**ACTION ITEM:**
Each record is to be repeated exactly as it stands below.

[Start of section]

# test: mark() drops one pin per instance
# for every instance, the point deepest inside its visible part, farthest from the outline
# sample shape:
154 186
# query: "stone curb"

[End of section]

**RESULT FOR THIS EXERCISE:**
# test: mark() drops one pin per instance
# for every instance, the point deepest inside its visible part, farthest from the outline
# sample shape:
154 186
# query: "stone curb"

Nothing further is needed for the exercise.